=== Отрывок текста ===
▶
Государственная форма Англии была (и отчасти есть до сих пор) ограниченная, менее Франции вначале сословная, децентрализованная монархия, или, как другие говорят, аристократическая республика с наследственным президентом. Эта форма выразилась почти одновременно с французской при Генрихе VIII, Елизавете и Вильгельме Оранском.
Государственная форма Германии была (до Наполеона I и до годов 48 и 71) следующая: союз государств небольших, отдельных, сословных, более или менее самодержавных, с избранным императором — сюзереном (не муниципального, а феодального происхождения).
Все эти, уже выработанные ясно формы начали постепенно меняться у одних с XVIII столетия, у других в XIX веке. Во всех открылся эгалитарный и либеральный процесс.
Можно верить, что польза есть от этого какая-нибудь, общая для Вселенной, но уже никак не для долгого сохранения самих этих относительных государственных миров.
Реакция не потому не права, что она не видит истины, нет! Реакция везде чует эмпирически истину; но отдельные ячейки, волокна, ткани и члены организма стали сильнее в своих эгалитарных порывах, чем власть внутренней организующей деспотической идеи! [...]
После цветущей и сложной эпохи, как только начинается процесс вторичного упрощения и смешения контуров, т.е. большое однообразие областей, смешение сословий, подвижность и шаткость властей, принижение религии, сходство воспитания и т.п., как только деспотизм формологического процесса слабеет, так в смысле государственного блага все прогрессисты становятся не правы в теории, хотя и торжествуют на практике. Они не правы в теории; ибо, думая исправлять, они разрушают; они торжествуют на практике; ибо идут легко по течению, стремятся по наклонной плоскости. Они торжествуют, они имеют громкий успех.
Все охранители и друзья реакции правы, напротив, в теории, когда начинается процесс вторичного упростительного смешения: ибо они хотят лечить и укреплять организм. Не их вина, что они ненадолго торжествуют; не их вина, что нация не умеет уже выносить дисциплину отвлеченной государственной идеи, скрытой в недрах ее![228]
Они все-таки делают свой долг и, сколько могут, замедляют разложение, возвращая нацию, иногда и насильственно, к культу создавшей ее государственности. [...]
Я предвижу еще одно возражение: я знаю, мне могут сказать, что пред концом культурной жизни и пред политическим падением государств заметнее смешение, чем упрощение. И в древности, и теперь. Но, во-первых, самое смешение есть уже своего рода упрощение картины, упрощение юридической ткани и бытовой узорности. Смешение всех цветов ведет к серому или белому. А главное основание вот где. Я спрашиваю: просты ли нынешние копты, потомки египтян или арабы Сирии? Просты ли были pagani, сельские идолопоклонники, которые держались еще после падения и исчезновения эллино-римской религиозности и культуры в высших слоях общества? Просты ли были христиане-греки под турецким игом до восстания 20-х годов? Просты ли гебры, остатки огнепоклонников культурного персо-мидийского мира?
◀
=== Задачи и задания ===
1/ Продублируйте часть отрывка без единого изменения: начните с места, где стоят слова «Государственная форма Англии», и остановитесь после слов «и Вильгельме Оранском.».
2/ Ответьте по отрывку:
(a) При каких правителях выразилась государственная форма Англии?
(b) Каким был император в германском союзе государств: избранным или наследственным?
(c) К какому цвету, по отрывку, ведет смешение всех цветов?
Данные с этим отрывком никак не связаны.

=== Исходные данные ===
▶
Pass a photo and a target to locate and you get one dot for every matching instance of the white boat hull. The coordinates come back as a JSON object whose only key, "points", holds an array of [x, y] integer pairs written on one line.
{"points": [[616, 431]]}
◀
=== Полные решения ===
1/
Государственная форма Англии была (и отчасти есть до сих пор) ограниченная, менее Франции вначале сословная, децентрализованная монархия, или, как другие говорят, аристократическая республика с наследственным президентом. Эта форма выразилась почти одновременно с французской при Генрихе VIII, Елизавете и Вильгельме Оранском.

2/
(a) При Генрихе VIII, Елизавете и Вильгельме Оранском.
(b) Избранным.
(c) К серому или белому.